*STUDY QUESTIONS:*
A) Answer these questions about the Wogan programme text:
(i) At around what time did the programme include Pause for Thought?
(ii) Which regular contributor is described as a close friend of Wogan?
(iii) What was Wogan noted for in the section on holidays and cover?
B) Rewrite the Wogan programme text starting with "Often an email" and going on through "friend of Wogan.", with "listeners" replaced by "audience".

─── EXTRACTED TEXT ───

Often an email was signed off with a name that was a double entendre. Wogan was usually good at cutting off his reading of an email if it started becoming too rude for transmission. Other contributors included Gethin Nunn, Palacia Betts, Tansy Whitebytts and Alan Scape-Gardener.

===Pause for Thought===
At around 9:15 am, the programme included a short interlude, where a moment of religious-related opinion was shared with Wogan and the listeners. Regular contributors included:

- Father Brian D'Arcy – Passionist Priest from Ireland, presenter of BBC Radio 2's Sunday Half Hour, also a close friend of Wogan.
- Revd Rob Gillion – Area Dean of Chelsea and Rector of Holy Trinity, Sloane Street
- Lieutenant-Colonel Charles King – Editor-in-chief at the Salvation Army's International HQ
- Rev Richard Littledale of Teddington Baptist Church
- Fidelma Meehan – a member of the National Spiritual Assembly of the Baháʼí Faith in the United Kingdom
- Dharmachari Nagaraja – member of the Glasgow Buddhist Centre
- Julia, Baroness Neuberger – Rabbi of West London Synagogue and member of the House of Lords
- Canon Roger Royle – ordained in the Church of England since 1962
- Rabbi Pete Tobias – of the Liberal Synagogue in Elstree
- Pauline Webb – Vice-President of the Methodist Conference

== Holidays and cover ==
Wogan was noted for the amount of holiday leave he took, and had numerous presenters cover his absence over the years.

─── RECORD EXTRACTS ───

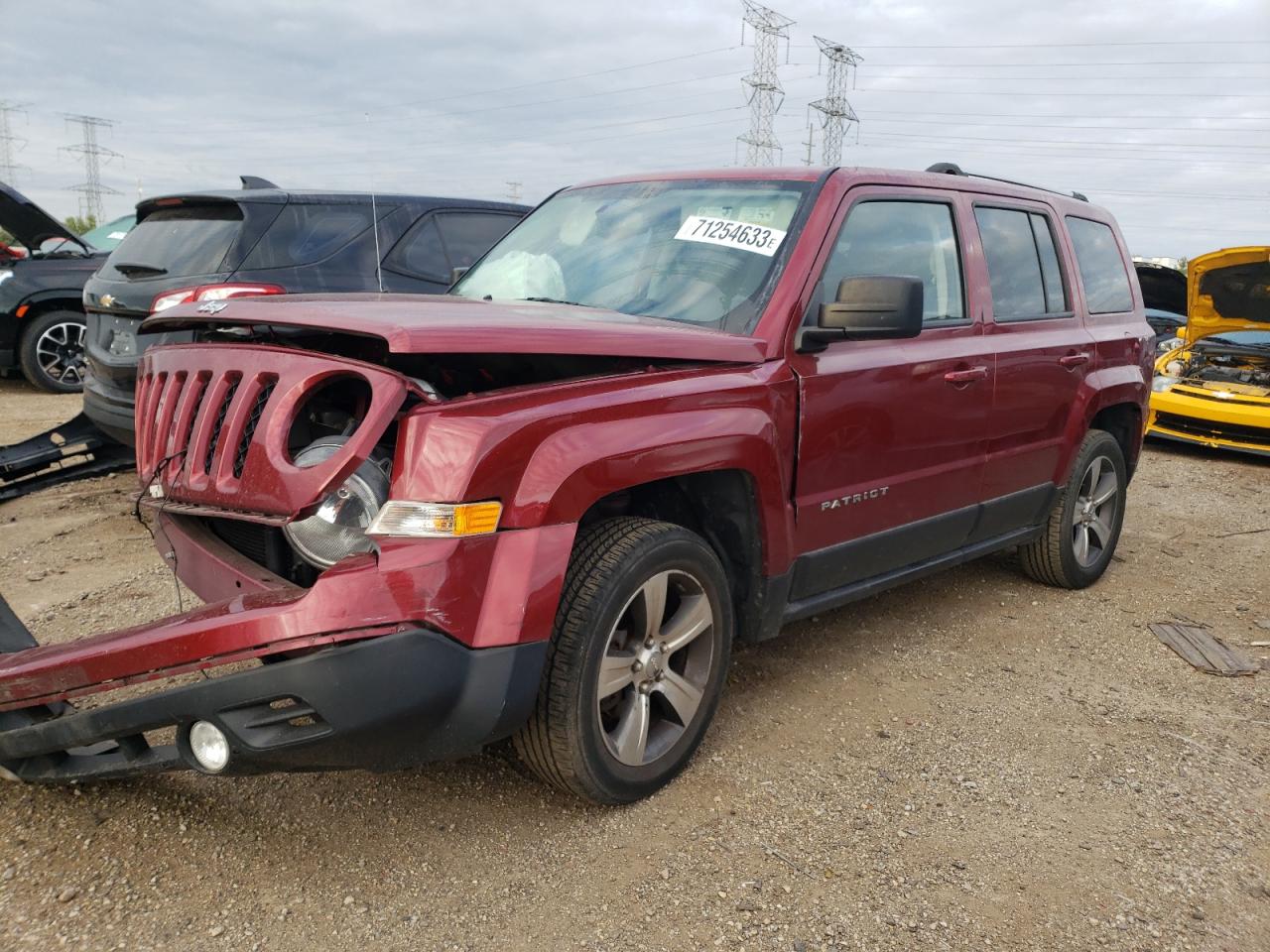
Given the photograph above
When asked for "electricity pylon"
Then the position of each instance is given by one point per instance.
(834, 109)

───
─── RECORD EXTRACTS ───

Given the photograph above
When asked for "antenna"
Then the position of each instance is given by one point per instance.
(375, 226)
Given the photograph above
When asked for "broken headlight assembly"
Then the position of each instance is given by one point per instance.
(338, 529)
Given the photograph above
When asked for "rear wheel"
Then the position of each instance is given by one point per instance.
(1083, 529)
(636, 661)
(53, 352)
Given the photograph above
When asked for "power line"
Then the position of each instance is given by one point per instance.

───

*YOUR WRITTEN ANSWERS:*
A)
(i) At around 9:15 am.
(ii) Father Brian D'Arcy.
(iii) The amount of holiday leave he took.

B)
Often an email was signed off with a name that was a double entendre. Wogan was usually good at cutting off his reading of an email if it started becoming too rude for transmission. Other contributors included Gethin Nunn, Palacia Betts, Tansy Whitebytts and Alan Scape-Gardener.

===Pause for Thought===
At around 9:15 am, the programme included a short interlude, where a moment of religious-related opinion was shared with Wogan and the audience. Regular contributors included:

- Father Brian D'Arcy – Passionist Priest from Ireland, presenter of BBC Radio 2's Sunday Half Hour, also a close friend of Wogan.